Balimaya Project

When The Dust Settles

Out July 21st

New Soil

The Balimaya Project story begins in Harlesden, north west London, when a young Yahael Camara Onono first encountered the Mandé drumming of his West African heritage. Born to a Nigerian mother and a Senegalese father, Camara Onono grew up surrounded by the rhythms of the diaspora, while also absorbing the multi-genre lingua franca of London’s hybrid music scenes.

 

Mentored by Djembe master Sidiki Dembéle, Camara Onono forged a percussive style grounded in Mandé traditions. He listened to Nahawa Doumbia, Oumou Sangaré, Salif Keita and Ali Farka Touré on the one hand, and Marvin Gaye, Mahalia Jackson, D’Angelo and Vybz Kartel on the other, developing what he calls a “London ear” for the way the city’s jazz, grime and funky house sounds were underpinned by African and Caribbean rhythmic influence. “I’ve always wanted to do something that is an accurate representation of how West African music is perceived in the diaspora, and how it comes into contact with other genres and something that accurately expresses my musical trajectory,” he explains.

 

Cutting his teeth in Afro-Venezuelan 8-piece Family Atlantica and shape-shifting jazz outfit Maisha, his impulse to articulate how the folkloric traditions of West African culture manifested and connected with his experiences as a young Black man living in London was too strong to ignore. And so, in 2019, Balimaya Project was born.

Data excerpts:
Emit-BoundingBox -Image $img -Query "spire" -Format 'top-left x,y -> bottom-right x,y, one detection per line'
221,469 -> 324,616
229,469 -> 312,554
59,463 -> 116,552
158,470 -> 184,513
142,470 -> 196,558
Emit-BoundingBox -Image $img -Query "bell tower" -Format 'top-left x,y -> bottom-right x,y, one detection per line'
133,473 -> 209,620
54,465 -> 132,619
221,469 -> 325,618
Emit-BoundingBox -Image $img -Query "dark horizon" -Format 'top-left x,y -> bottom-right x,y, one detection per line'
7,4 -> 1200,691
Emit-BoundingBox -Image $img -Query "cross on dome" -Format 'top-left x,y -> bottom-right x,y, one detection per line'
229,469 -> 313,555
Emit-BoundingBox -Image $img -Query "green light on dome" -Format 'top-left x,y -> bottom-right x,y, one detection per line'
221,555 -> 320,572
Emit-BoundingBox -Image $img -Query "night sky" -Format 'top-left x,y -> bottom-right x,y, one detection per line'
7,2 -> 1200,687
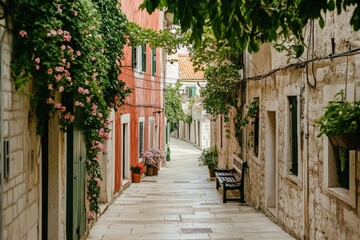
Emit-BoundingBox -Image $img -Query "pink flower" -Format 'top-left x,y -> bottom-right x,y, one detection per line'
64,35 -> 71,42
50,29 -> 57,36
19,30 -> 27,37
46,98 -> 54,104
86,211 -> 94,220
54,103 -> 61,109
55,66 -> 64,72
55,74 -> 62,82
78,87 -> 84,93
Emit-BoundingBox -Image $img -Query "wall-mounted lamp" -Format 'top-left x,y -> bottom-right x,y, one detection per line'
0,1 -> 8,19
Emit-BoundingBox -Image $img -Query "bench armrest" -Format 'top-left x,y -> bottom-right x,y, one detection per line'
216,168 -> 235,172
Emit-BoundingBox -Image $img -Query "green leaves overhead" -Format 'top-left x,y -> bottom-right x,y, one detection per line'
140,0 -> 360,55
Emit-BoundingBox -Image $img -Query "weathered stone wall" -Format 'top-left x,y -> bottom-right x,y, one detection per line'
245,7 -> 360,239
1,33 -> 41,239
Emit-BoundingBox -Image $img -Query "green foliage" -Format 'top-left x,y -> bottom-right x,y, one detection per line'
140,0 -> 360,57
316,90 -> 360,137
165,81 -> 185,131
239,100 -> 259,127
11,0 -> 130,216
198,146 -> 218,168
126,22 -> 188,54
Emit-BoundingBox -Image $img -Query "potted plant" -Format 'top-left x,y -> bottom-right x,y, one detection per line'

==

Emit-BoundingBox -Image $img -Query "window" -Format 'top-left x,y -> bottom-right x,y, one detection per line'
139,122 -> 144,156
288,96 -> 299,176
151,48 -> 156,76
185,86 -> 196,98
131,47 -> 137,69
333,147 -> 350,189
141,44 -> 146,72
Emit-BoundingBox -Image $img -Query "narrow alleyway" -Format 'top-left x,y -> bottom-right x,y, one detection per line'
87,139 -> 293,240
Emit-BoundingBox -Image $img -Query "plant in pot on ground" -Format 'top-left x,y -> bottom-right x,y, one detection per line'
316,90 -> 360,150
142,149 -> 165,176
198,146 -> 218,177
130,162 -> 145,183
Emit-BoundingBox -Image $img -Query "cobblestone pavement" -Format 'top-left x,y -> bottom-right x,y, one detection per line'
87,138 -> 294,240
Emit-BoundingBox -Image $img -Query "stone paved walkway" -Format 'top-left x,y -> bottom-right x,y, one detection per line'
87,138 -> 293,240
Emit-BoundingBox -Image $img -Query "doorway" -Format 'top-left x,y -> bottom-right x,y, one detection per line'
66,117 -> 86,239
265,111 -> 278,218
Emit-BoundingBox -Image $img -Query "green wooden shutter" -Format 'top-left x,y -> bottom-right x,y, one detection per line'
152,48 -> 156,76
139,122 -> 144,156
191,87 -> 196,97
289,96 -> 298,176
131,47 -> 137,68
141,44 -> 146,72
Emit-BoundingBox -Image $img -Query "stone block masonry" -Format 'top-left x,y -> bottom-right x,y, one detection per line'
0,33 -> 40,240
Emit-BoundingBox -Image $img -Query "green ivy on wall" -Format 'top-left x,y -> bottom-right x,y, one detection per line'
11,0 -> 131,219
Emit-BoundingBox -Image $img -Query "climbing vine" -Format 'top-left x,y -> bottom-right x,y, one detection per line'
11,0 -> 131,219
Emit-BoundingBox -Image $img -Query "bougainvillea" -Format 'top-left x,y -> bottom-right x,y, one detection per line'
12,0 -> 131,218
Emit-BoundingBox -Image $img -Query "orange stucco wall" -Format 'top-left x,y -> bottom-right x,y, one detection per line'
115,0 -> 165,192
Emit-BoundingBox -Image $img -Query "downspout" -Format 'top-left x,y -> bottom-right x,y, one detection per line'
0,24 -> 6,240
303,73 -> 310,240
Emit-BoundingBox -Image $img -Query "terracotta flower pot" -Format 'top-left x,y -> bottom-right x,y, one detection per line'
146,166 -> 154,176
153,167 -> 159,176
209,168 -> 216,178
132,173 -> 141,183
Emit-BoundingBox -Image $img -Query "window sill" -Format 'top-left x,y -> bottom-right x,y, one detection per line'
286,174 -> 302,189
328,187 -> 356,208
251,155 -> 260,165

Requests:
(1) According to the Balimaya Project text, who mentored Yahael Camara Onono?
(2) Carry on the Balimaya Project text after its last sentence.
The data stands apart from the Balimaya Project text.

Expected results:
(1) Djembe master Sidiki Dembéle mentored him.

(2)
 

Given encouragement and a platform by grassroots enterprise Jazz Re:freshed, he assembled a 16-piece band that straddled generations, social circles and backgrounds, but like him were united by their experience of what he calls the “third culture” of second generation migrants. Drawing on the talent and expertise of London-based musicians from Burkina Faso to the Gambia, Balimaya Project sought to engage intentionally with the musical and cultural nuances so often overlooked in the discourse around music from the African continent.

 

“What I want Balimaya Project to do is to force people to look at this music in its specificity,” he expands. “Not only is this the folklore but this is how it has developed, and how the children of that folklore have taken it and perceive it, because it’s very much contemporary and very much alive.”

 

In 2021, Balimaya Project released their debut album Wolo So, and they haven’t looked back. Drawing comparisons with Fela Kuti’s Egypt 80 and Sun Ra’s Arkestra for the sheer power and scale of the band, this celebration of collective polyrhythms, blazing frontline horns & virtuosic kora styling was a statement of arrival. A Guardian album of the year and Songlines’ newcomer award followed, propelling the band from relative obscurity to the top of line-ups at festivals around the world, from Supersonic Jazz in Amsterdam to SXSW in Austin, Texas. In early 2023, Camara Onono realised a dream to bring the band back to Senegal to perform.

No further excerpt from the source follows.